** Exercise material follows **

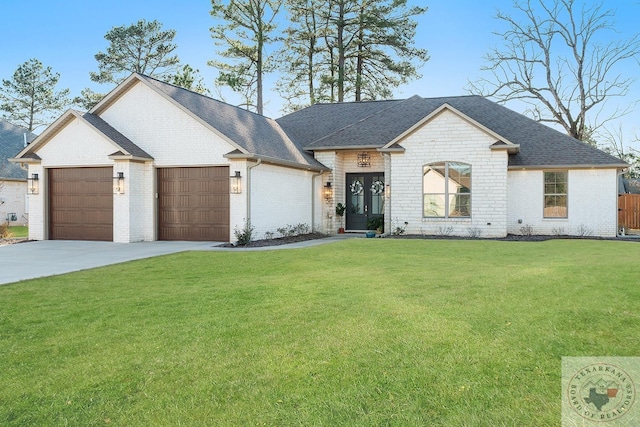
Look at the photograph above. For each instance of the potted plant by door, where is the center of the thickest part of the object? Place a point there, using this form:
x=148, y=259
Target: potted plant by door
x=340, y=208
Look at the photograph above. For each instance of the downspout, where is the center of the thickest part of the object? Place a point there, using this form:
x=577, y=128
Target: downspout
x=313, y=201
x=249, y=190
x=387, y=196
x=618, y=175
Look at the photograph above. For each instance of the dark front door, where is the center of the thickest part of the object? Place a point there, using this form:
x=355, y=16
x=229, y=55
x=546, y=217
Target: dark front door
x=365, y=199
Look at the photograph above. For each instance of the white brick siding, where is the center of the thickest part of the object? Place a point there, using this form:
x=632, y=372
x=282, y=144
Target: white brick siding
x=169, y=134
x=448, y=137
x=279, y=197
x=592, y=203
x=13, y=199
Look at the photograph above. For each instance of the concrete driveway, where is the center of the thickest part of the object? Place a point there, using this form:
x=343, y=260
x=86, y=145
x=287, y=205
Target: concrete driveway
x=30, y=260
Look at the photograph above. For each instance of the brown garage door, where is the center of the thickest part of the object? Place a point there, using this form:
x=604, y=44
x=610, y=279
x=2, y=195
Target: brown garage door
x=81, y=204
x=193, y=204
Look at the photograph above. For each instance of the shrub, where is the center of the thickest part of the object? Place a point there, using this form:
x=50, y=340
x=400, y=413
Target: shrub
x=375, y=223
x=474, y=232
x=244, y=236
x=444, y=231
x=5, y=233
x=526, y=230
x=584, y=231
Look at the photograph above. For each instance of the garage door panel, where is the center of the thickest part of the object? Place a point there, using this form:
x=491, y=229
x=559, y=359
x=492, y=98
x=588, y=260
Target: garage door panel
x=81, y=204
x=193, y=203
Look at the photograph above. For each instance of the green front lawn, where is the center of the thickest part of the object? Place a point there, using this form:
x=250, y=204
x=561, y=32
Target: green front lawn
x=362, y=332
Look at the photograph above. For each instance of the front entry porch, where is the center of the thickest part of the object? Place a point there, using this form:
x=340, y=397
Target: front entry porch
x=364, y=200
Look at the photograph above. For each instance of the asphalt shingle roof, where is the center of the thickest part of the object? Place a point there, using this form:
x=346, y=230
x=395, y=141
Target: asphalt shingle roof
x=255, y=134
x=11, y=143
x=375, y=124
x=111, y=133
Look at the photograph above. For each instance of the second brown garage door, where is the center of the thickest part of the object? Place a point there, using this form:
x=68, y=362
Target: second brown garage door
x=193, y=204
x=81, y=204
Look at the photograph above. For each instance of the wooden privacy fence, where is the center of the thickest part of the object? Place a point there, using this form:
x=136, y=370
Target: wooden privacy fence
x=629, y=210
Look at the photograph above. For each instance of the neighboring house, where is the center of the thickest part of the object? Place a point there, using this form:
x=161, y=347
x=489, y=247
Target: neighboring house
x=13, y=179
x=153, y=161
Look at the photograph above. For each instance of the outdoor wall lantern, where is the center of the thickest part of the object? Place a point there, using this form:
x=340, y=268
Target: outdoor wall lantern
x=364, y=160
x=235, y=182
x=34, y=184
x=118, y=183
x=328, y=192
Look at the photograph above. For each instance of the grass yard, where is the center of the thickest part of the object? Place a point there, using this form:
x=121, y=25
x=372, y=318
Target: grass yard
x=360, y=333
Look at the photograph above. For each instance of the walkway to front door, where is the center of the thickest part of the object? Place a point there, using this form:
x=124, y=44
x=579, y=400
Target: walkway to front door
x=365, y=199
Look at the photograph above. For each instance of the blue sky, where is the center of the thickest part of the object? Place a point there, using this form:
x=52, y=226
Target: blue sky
x=66, y=35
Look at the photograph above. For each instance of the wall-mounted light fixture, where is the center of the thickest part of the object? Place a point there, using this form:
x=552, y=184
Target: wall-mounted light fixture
x=118, y=183
x=235, y=183
x=33, y=184
x=328, y=192
x=364, y=160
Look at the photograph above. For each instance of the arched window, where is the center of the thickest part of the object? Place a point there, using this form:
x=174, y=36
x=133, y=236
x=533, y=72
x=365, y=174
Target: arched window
x=447, y=190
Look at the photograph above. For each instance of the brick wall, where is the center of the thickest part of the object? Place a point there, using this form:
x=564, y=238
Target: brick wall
x=171, y=136
x=13, y=199
x=448, y=137
x=591, y=208
x=280, y=197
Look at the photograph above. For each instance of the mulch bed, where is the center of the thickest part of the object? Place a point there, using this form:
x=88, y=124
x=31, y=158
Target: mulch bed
x=508, y=238
x=277, y=241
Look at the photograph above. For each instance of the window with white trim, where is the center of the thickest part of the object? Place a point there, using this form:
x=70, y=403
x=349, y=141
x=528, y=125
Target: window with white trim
x=446, y=188
x=555, y=194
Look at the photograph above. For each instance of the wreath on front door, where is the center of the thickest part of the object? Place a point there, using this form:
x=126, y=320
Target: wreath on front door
x=377, y=187
x=356, y=187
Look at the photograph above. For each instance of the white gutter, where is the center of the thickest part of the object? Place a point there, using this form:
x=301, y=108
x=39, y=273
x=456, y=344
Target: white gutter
x=249, y=189
x=313, y=201
x=618, y=175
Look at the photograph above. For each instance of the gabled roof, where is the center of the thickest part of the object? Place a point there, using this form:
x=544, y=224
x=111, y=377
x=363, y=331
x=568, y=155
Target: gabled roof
x=12, y=139
x=378, y=124
x=252, y=135
x=122, y=145
x=318, y=121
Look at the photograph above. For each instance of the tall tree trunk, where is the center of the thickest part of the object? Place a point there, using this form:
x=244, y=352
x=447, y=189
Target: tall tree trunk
x=341, y=51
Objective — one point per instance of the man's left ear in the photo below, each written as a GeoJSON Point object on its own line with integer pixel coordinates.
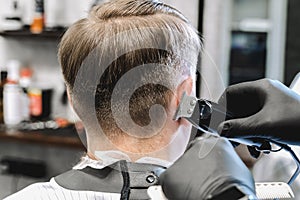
{"type": "Point", "coordinates": [187, 86]}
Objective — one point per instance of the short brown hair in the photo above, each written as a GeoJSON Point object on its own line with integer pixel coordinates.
{"type": "Point", "coordinates": [164, 37]}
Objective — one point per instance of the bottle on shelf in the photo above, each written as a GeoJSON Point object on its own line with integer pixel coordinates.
{"type": "Point", "coordinates": [2, 83]}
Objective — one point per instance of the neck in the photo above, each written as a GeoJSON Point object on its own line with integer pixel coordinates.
{"type": "Point", "coordinates": [167, 145]}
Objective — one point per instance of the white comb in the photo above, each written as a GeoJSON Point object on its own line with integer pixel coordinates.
{"type": "Point", "coordinates": [273, 190]}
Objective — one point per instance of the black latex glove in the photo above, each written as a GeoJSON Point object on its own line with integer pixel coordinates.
{"type": "Point", "coordinates": [264, 108]}
{"type": "Point", "coordinates": [209, 167]}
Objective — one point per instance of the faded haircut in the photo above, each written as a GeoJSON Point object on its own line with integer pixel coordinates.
{"type": "Point", "coordinates": [153, 35]}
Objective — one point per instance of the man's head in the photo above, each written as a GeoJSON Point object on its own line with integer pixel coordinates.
{"type": "Point", "coordinates": [123, 59]}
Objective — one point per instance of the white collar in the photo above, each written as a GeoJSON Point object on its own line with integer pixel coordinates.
{"type": "Point", "coordinates": [109, 157]}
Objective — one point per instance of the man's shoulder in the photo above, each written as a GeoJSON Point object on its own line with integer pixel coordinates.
{"type": "Point", "coordinates": [52, 190]}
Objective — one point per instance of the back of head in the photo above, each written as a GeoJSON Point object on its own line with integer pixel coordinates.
{"type": "Point", "coordinates": [123, 59]}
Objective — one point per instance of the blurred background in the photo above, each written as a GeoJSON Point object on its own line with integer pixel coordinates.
{"type": "Point", "coordinates": [243, 40]}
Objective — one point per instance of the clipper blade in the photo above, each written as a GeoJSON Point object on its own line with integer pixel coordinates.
{"type": "Point", "coordinates": [273, 190]}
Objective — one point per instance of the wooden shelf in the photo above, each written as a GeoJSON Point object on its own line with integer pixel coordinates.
{"type": "Point", "coordinates": [25, 33]}
{"type": "Point", "coordinates": [42, 138]}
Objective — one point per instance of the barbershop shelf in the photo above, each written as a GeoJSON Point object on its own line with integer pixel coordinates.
{"type": "Point", "coordinates": [25, 33]}
{"type": "Point", "coordinates": [63, 138]}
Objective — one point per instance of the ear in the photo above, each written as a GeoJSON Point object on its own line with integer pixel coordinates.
{"type": "Point", "coordinates": [186, 86]}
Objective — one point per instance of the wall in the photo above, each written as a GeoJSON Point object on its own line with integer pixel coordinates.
{"type": "Point", "coordinates": [292, 62]}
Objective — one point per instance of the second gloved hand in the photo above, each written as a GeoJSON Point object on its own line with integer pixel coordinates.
{"type": "Point", "coordinates": [264, 108]}
{"type": "Point", "coordinates": [207, 169]}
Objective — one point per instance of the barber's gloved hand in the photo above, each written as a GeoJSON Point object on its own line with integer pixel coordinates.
{"type": "Point", "coordinates": [264, 108]}
{"type": "Point", "coordinates": [207, 169]}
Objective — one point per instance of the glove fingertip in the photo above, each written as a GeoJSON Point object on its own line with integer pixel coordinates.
{"type": "Point", "coordinates": [224, 129]}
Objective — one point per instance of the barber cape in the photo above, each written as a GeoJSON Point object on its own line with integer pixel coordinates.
{"type": "Point", "coordinates": [109, 178]}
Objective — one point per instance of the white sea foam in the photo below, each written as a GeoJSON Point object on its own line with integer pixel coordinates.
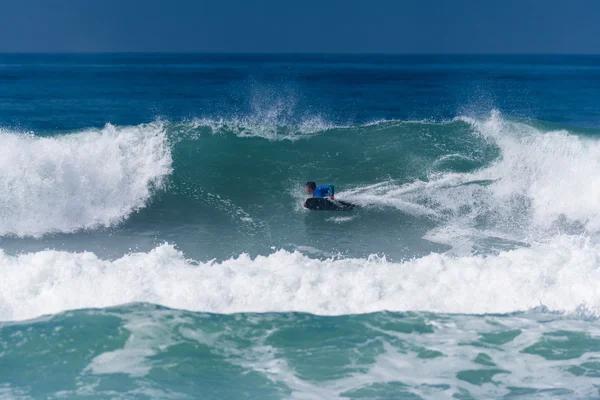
{"type": "Point", "coordinates": [562, 274]}
{"type": "Point", "coordinates": [541, 183]}
{"type": "Point", "coordinates": [89, 179]}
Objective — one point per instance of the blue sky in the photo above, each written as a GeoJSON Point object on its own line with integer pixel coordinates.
{"type": "Point", "coordinates": [309, 26]}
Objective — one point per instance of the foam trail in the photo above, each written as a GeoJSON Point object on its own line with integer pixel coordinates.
{"type": "Point", "coordinates": [89, 179]}
{"type": "Point", "coordinates": [561, 275]}
{"type": "Point", "coordinates": [558, 172]}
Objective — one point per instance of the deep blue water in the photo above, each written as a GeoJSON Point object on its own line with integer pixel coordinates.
{"type": "Point", "coordinates": [153, 242]}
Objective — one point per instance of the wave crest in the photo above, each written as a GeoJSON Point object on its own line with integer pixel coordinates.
{"type": "Point", "coordinates": [83, 180]}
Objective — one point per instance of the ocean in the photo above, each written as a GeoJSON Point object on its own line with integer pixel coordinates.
{"type": "Point", "coordinates": [153, 243]}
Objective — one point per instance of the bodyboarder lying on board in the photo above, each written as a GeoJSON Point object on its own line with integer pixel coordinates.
{"type": "Point", "coordinates": [321, 191]}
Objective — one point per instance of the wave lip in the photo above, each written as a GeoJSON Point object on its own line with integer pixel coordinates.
{"type": "Point", "coordinates": [561, 275]}
{"type": "Point", "coordinates": [83, 180]}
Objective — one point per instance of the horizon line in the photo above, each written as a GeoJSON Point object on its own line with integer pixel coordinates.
{"type": "Point", "coordinates": [286, 53]}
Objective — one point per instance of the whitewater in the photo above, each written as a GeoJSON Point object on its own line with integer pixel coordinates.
{"type": "Point", "coordinates": [138, 248]}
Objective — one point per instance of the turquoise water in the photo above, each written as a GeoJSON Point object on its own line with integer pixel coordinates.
{"type": "Point", "coordinates": [153, 242]}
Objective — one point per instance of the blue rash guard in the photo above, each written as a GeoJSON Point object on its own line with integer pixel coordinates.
{"type": "Point", "coordinates": [324, 191]}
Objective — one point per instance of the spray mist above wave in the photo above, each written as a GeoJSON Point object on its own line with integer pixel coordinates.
{"type": "Point", "coordinates": [83, 180]}
{"type": "Point", "coordinates": [541, 183]}
{"type": "Point", "coordinates": [561, 275]}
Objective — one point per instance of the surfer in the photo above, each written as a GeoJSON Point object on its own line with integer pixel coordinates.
{"type": "Point", "coordinates": [321, 191]}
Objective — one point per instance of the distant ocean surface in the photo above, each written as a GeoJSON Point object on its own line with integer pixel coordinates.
{"type": "Point", "coordinates": [153, 242]}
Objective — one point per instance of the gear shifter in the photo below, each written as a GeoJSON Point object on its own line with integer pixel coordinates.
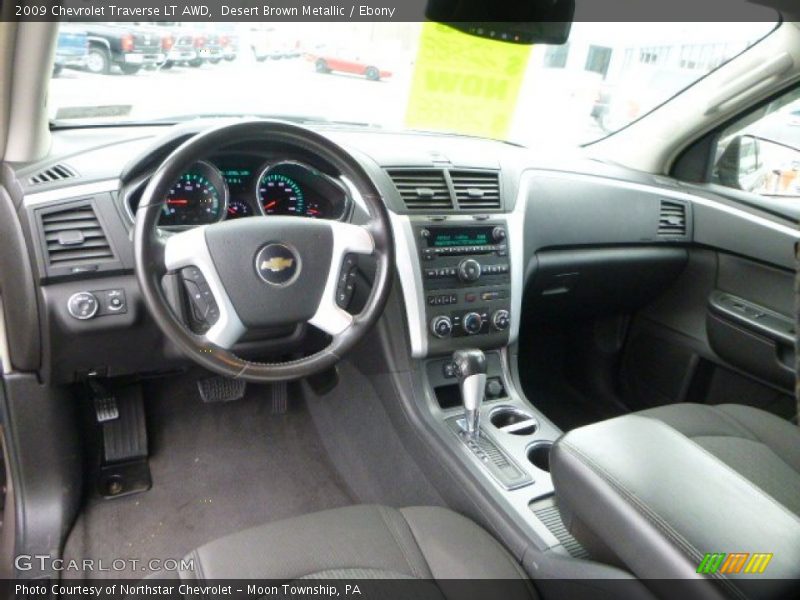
{"type": "Point", "coordinates": [471, 370]}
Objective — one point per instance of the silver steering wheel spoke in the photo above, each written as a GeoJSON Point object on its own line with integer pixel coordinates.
{"type": "Point", "coordinates": [190, 249]}
{"type": "Point", "coordinates": [347, 239]}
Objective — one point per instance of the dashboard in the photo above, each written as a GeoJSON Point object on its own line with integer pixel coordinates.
{"type": "Point", "coordinates": [447, 197]}
{"type": "Point", "coordinates": [235, 186]}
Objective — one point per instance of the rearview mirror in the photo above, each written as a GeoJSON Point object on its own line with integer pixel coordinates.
{"type": "Point", "coordinates": [522, 22]}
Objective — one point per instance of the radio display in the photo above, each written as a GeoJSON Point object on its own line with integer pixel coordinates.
{"type": "Point", "coordinates": [459, 236]}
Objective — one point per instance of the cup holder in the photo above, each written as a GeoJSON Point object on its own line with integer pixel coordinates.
{"type": "Point", "coordinates": [539, 456]}
{"type": "Point", "coordinates": [513, 421]}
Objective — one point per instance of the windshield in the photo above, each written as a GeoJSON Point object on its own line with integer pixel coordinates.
{"type": "Point", "coordinates": [418, 76]}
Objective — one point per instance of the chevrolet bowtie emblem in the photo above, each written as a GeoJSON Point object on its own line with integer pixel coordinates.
{"type": "Point", "coordinates": [277, 264]}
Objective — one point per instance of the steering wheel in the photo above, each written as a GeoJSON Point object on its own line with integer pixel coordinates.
{"type": "Point", "coordinates": [265, 271]}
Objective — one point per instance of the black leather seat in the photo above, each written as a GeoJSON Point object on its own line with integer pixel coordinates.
{"type": "Point", "coordinates": [760, 446]}
{"type": "Point", "coordinates": [363, 542]}
{"type": "Point", "coordinates": [658, 491]}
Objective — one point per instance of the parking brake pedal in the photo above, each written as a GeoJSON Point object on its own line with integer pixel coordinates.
{"type": "Point", "coordinates": [280, 398]}
{"type": "Point", "coordinates": [123, 464]}
{"type": "Point", "coordinates": [221, 389]}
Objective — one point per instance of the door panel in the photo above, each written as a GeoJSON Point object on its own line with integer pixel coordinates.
{"type": "Point", "coordinates": [726, 325]}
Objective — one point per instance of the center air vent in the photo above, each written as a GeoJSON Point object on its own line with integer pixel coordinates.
{"type": "Point", "coordinates": [422, 189]}
{"type": "Point", "coordinates": [672, 219]}
{"type": "Point", "coordinates": [74, 236]}
{"type": "Point", "coordinates": [51, 174]}
{"type": "Point", "coordinates": [476, 190]}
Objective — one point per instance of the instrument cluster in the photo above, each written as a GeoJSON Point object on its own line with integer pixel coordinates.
{"type": "Point", "coordinates": [239, 186]}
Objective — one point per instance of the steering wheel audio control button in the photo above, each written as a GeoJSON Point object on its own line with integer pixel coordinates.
{"type": "Point", "coordinates": [83, 305]}
{"type": "Point", "coordinates": [347, 281]}
{"type": "Point", "coordinates": [205, 311]}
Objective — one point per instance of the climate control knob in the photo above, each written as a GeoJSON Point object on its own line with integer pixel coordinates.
{"type": "Point", "coordinates": [441, 327]}
{"type": "Point", "coordinates": [83, 305]}
{"type": "Point", "coordinates": [469, 270]}
{"type": "Point", "coordinates": [472, 323]}
{"type": "Point", "coordinates": [501, 320]}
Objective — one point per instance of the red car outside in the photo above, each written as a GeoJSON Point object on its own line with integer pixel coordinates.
{"type": "Point", "coordinates": [336, 61]}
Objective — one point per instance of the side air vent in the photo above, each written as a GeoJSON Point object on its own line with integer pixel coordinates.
{"type": "Point", "coordinates": [672, 219]}
{"type": "Point", "coordinates": [422, 189]}
{"type": "Point", "coordinates": [74, 236]}
{"type": "Point", "coordinates": [55, 173]}
{"type": "Point", "coordinates": [476, 190]}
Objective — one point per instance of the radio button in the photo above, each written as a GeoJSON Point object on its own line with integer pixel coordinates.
{"type": "Point", "coordinates": [472, 323]}
{"type": "Point", "coordinates": [469, 270]}
{"type": "Point", "coordinates": [501, 320]}
{"type": "Point", "coordinates": [441, 327]}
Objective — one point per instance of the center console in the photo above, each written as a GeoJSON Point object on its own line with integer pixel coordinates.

** End of Exercise material **

» What you will do: Take the lines from the start of the entries through the line containing "x=559, y=359" and set them down exactly, leaving out every picture.

» Solution for this task:
Look at the photograph above. For each instance of the potted plant by door, where is the center of the thickest part of the object? Place a point there, using this form:
x=148, y=259
Target: potted plant by door
x=340, y=208
Look at the photograph above. For each instance of the downspout, where is the center of the thickest part of the object? Place a point there, using this form:
x=577, y=128
Target: downspout
x=313, y=201
x=249, y=190
x=387, y=196
x=618, y=175
Look at the photograph above. For each instance of the dark front door, where is the center of the thickest part of the object? Place a point there, using this form:
x=355, y=16
x=229, y=55
x=546, y=217
Target: dark front door
x=365, y=199
Look at the photograph above. For each instance of the white brick siding, where is the center of the thickest part of the object? Place a point there, using this form:
x=632, y=372
x=282, y=144
Target: white brick siding
x=169, y=134
x=448, y=137
x=279, y=197
x=592, y=203
x=13, y=199
Look at the photograph above. For each instance of the concrete driveway, where is the center of the thickest part of the object? Place a point there, using this form:
x=343, y=260
x=86, y=145
x=287, y=205
Target: concrete driveway
x=30, y=260
Look at the photograph above. For each instance of the brown garage door, where is the center of the thickest part of the object? Place a point there, using this form:
x=604, y=44
x=610, y=279
x=2, y=195
Target: brown garage door
x=81, y=204
x=193, y=204
Look at the photograph above. For each instance of the shrub, where is the center of the thickest part of the object? Place a point there, using this form:
x=50, y=340
x=400, y=413
Target: shrub
x=375, y=223
x=474, y=232
x=244, y=236
x=444, y=231
x=5, y=233
x=526, y=230
x=584, y=231
Look at the photograph above. For each instance of the garage door panel, where is the center of the thickest part of the object? Place a point there, using this form:
x=491, y=229
x=559, y=359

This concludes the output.